> [Listing]
• • •
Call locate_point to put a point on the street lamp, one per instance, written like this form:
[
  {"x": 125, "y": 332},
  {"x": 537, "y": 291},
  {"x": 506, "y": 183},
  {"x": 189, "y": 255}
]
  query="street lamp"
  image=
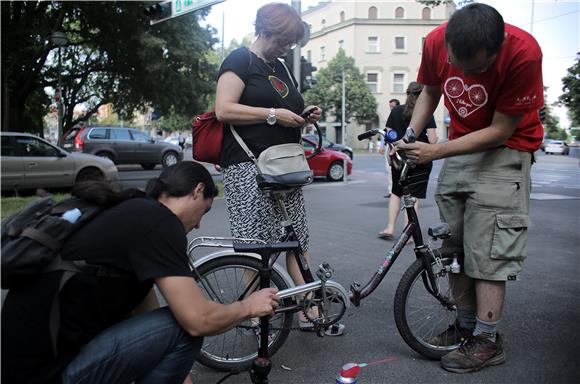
[{"x": 60, "y": 40}]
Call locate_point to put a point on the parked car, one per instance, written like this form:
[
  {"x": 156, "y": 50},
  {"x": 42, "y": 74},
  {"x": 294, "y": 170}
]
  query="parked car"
[
  {"x": 29, "y": 162},
  {"x": 123, "y": 146},
  {"x": 328, "y": 163},
  {"x": 330, "y": 145},
  {"x": 557, "y": 146}
]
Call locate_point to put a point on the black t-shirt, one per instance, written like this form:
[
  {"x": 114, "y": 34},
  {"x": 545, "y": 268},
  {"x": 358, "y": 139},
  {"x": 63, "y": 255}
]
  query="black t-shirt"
[
  {"x": 398, "y": 122},
  {"x": 141, "y": 237},
  {"x": 267, "y": 85}
]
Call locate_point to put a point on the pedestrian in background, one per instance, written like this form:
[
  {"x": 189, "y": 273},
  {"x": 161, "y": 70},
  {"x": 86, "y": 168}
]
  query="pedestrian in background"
[
  {"x": 257, "y": 95},
  {"x": 384, "y": 151},
  {"x": 418, "y": 177},
  {"x": 490, "y": 74}
]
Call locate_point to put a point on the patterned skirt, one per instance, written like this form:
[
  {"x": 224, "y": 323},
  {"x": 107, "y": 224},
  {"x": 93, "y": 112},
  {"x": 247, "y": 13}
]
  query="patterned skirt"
[{"x": 254, "y": 214}]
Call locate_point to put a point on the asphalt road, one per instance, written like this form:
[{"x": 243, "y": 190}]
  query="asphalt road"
[{"x": 541, "y": 312}]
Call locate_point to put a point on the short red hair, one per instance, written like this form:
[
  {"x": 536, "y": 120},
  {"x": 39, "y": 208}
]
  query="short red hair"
[{"x": 278, "y": 19}]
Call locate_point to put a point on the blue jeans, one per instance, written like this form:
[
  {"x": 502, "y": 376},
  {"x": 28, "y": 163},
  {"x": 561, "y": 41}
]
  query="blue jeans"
[{"x": 148, "y": 348}]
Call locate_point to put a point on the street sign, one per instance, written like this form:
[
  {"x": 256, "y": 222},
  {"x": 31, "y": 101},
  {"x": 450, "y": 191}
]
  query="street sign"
[
  {"x": 169, "y": 9},
  {"x": 181, "y": 7}
]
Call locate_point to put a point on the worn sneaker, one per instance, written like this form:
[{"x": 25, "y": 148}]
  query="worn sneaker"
[
  {"x": 454, "y": 335},
  {"x": 475, "y": 353}
]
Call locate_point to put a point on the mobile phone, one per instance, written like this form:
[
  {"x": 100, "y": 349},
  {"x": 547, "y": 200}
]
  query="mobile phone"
[{"x": 307, "y": 113}]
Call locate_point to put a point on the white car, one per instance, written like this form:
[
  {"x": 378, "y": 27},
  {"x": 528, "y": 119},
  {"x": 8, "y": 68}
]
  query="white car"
[
  {"x": 557, "y": 146},
  {"x": 29, "y": 162}
]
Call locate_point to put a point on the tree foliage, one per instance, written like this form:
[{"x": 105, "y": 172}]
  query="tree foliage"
[
  {"x": 550, "y": 122},
  {"x": 327, "y": 92},
  {"x": 113, "y": 56},
  {"x": 571, "y": 88}
]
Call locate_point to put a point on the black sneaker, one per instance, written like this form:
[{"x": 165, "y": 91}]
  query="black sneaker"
[
  {"x": 475, "y": 353},
  {"x": 454, "y": 335}
]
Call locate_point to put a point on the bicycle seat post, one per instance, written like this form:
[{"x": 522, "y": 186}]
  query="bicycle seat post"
[{"x": 262, "y": 365}]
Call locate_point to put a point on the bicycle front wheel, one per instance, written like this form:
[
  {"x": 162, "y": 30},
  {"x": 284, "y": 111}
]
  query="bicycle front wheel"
[
  {"x": 224, "y": 280},
  {"x": 420, "y": 317}
]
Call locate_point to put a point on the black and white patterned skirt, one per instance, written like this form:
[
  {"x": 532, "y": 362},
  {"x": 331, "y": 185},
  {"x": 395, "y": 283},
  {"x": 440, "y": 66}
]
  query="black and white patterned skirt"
[{"x": 254, "y": 214}]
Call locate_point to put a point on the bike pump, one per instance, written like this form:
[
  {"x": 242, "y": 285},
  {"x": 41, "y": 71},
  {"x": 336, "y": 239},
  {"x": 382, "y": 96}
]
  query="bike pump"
[{"x": 262, "y": 365}]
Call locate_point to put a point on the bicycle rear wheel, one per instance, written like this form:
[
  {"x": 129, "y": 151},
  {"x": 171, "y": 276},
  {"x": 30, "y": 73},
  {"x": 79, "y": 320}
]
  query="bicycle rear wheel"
[
  {"x": 420, "y": 317},
  {"x": 223, "y": 280}
]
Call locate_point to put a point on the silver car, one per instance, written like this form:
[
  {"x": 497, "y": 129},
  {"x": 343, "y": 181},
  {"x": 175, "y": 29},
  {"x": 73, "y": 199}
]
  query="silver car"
[
  {"x": 123, "y": 145},
  {"x": 29, "y": 162}
]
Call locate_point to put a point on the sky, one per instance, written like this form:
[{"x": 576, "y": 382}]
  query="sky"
[{"x": 556, "y": 27}]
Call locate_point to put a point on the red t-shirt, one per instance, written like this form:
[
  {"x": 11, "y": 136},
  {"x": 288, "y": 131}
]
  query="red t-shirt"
[{"x": 512, "y": 85}]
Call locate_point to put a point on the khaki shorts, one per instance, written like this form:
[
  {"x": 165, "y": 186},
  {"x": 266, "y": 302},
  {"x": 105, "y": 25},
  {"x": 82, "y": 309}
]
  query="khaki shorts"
[{"x": 485, "y": 197}]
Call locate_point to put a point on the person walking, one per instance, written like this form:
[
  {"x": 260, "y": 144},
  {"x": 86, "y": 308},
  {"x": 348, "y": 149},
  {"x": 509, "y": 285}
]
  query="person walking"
[
  {"x": 490, "y": 75},
  {"x": 419, "y": 176},
  {"x": 257, "y": 95},
  {"x": 142, "y": 238}
]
• • •
> [Challenge]
Quote every record above word for word, leaving the pictures out of your answer.

> [Answer to the exercise]
Call locate_point to put a point on the street lamp, one per instance, written like this form:
[
  {"x": 125, "y": 332},
  {"x": 537, "y": 291},
  {"x": 506, "y": 183},
  {"x": 189, "y": 255}
]
  query="street lamp"
  image=
[{"x": 60, "y": 40}]
Call locate_point to put a point on the parked car, one per instance, written like this form:
[
  {"x": 156, "y": 50},
  {"x": 42, "y": 74},
  {"x": 294, "y": 170}
]
  query="parked car"
[
  {"x": 29, "y": 162},
  {"x": 123, "y": 146},
  {"x": 328, "y": 163},
  {"x": 330, "y": 145},
  {"x": 557, "y": 146}
]
Call locate_point to put a point on the black t-shirt, one per instance, written like this form:
[
  {"x": 114, "y": 34},
  {"x": 545, "y": 268},
  {"x": 358, "y": 139},
  {"x": 63, "y": 255}
]
  query="black t-shirt"
[
  {"x": 398, "y": 122},
  {"x": 141, "y": 237},
  {"x": 267, "y": 85}
]
Call locate_point to put a point on the pedestrian in background, one per instance, written like this form:
[
  {"x": 189, "y": 273},
  {"x": 161, "y": 70},
  {"x": 86, "y": 168}
]
  query="pedestrian in background"
[
  {"x": 257, "y": 95},
  {"x": 384, "y": 151},
  {"x": 418, "y": 177},
  {"x": 490, "y": 74}
]
Call locate_point to put a point on the patterned skirt, one per instance, written like this form:
[
  {"x": 224, "y": 323},
  {"x": 107, "y": 224},
  {"x": 93, "y": 112},
  {"x": 247, "y": 13}
]
  query="patterned skirt"
[{"x": 254, "y": 214}]
Call locate_point to put a point on the asphalt road, one per instance, written like this form:
[{"x": 243, "y": 190}]
  query="asphalt road"
[{"x": 541, "y": 312}]
Call locate_point to put a point on the short red hair, one per instance, written like this form:
[
  {"x": 536, "y": 120},
  {"x": 39, "y": 208}
]
  query="short red hair"
[{"x": 278, "y": 19}]
Call locate_point to put a point on the blue jeans, one per instance, written like this form:
[
  {"x": 502, "y": 376},
  {"x": 28, "y": 163},
  {"x": 561, "y": 41}
]
  query="blue jeans"
[{"x": 148, "y": 348}]
Call locate_point to put a point on the street sign, one per instance, written like this form:
[
  {"x": 256, "y": 222},
  {"x": 31, "y": 101},
  {"x": 450, "y": 191}
]
  query="street sign"
[
  {"x": 169, "y": 9},
  {"x": 181, "y": 7}
]
Call locate_point to put a point on the worn sneaker, one per instance, written like this form:
[{"x": 25, "y": 148}]
  query="worn sneaker"
[
  {"x": 454, "y": 335},
  {"x": 475, "y": 353}
]
Call locate_point to put a point on the mobile phone, one per instance, written like this form:
[
  {"x": 100, "y": 349},
  {"x": 547, "y": 200}
]
  query="mobile phone"
[{"x": 307, "y": 113}]
Call locate_point to put a point on the white car, one per instance, written like this form:
[
  {"x": 378, "y": 27},
  {"x": 528, "y": 119},
  {"x": 8, "y": 68}
]
  query="white car"
[
  {"x": 557, "y": 146},
  {"x": 29, "y": 162}
]
Call locate_point to put a point on the tree foliage, one per instance, written like this form:
[{"x": 105, "y": 172}]
  query="tree foliage"
[
  {"x": 550, "y": 122},
  {"x": 327, "y": 92},
  {"x": 113, "y": 56},
  {"x": 571, "y": 88}
]
Call locate_point to put a point on the black sneaker, one per instance, written like this form:
[{"x": 165, "y": 91}]
  query="black sneaker"
[
  {"x": 475, "y": 353},
  {"x": 454, "y": 335}
]
Call locate_point to put a point on the bicycle seat post, one per instance, written like this form:
[{"x": 522, "y": 186}]
  query="bicycle seat post"
[{"x": 262, "y": 365}]
Call locate_point to put a point on the bicycle front wheel, one per instance, written like this form:
[
  {"x": 162, "y": 30},
  {"x": 284, "y": 111}
]
  query="bicycle front wheel"
[
  {"x": 224, "y": 280},
  {"x": 420, "y": 317}
]
Call locate_point to put a point on the black and white patterned skirt, one per instance, written like this form:
[
  {"x": 532, "y": 362},
  {"x": 331, "y": 185},
  {"x": 395, "y": 283},
  {"x": 440, "y": 66}
]
  query="black and white patterned skirt"
[{"x": 254, "y": 214}]
Call locate_point to put a point on the bike pump, one per instance, written like this form:
[
  {"x": 242, "y": 285},
  {"x": 41, "y": 71},
  {"x": 336, "y": 239},
  {"x": 382, "y": 96}
]
  query="bike pump"
[{"x": 262, "y": 365}]
Call locate_point to put a point on the bicycle rear wheel, one per instance, written like this form:
[
  {"x": 129, "y": 151},
  {"x": 171, "y": 276},
  {"x": 30, "y": 73},
  {"x": 79, "y": 320}
]
  query="bicycle rear wheel"
[
  {"x": 420, "y": 317},
  {"x": 223, "y": 280}
]
Call locate_point to put a point on the silver car, one per instance, written like this form:
[
  {"x": 497, "y": 129},
  {"x": 343, "y": 181},
  {"x": 175, "y": 29},
  {"x": 73, "y": 199}
]
  query="silver car"
[
  {"x": 123, "y": 145},
  {"x": 29, "y": 162}
]
Call locate_point to put a point on the sky, one per instance, written like this form:
[{"x": 576, "y": 382}]
  query="sky"
[{"x": 556, "y": 27}]
Call locate_point to put a point on the red t-shirt, one per instance, written like this form:
[
  {"x": 11, "y": 136},
  {"x": 288, "y": 131}
]
  query="red t-shirt"
[{"x": 512, "y": 85}]
Call locate_point to put a point on the khaki shorts, one per instance, written like this form:
[
  {"x": 165, "y": 186},
  {"x": 266, "y": 302},
  {"x": 105, "y": 25},
  {"x": 82, "y": 309}
]
  query="khaki shorts"
[{"x": 485, "y": 197}]
Call locate_point to put a point on the person walking, one per instance, written like this form:
[
  {"x": 260, "y": 144},
  {"x": 86, "y": 308},
  {"x": 348, "y": 149},
  {"x": 509, "y": 285}
]
  query="person walking"
[
  {"x": 490, "y": 75},
  {"x": 419, "y": 176},
  {"x": 257, "y": 95},
  {"x": 142, "y": 238}
]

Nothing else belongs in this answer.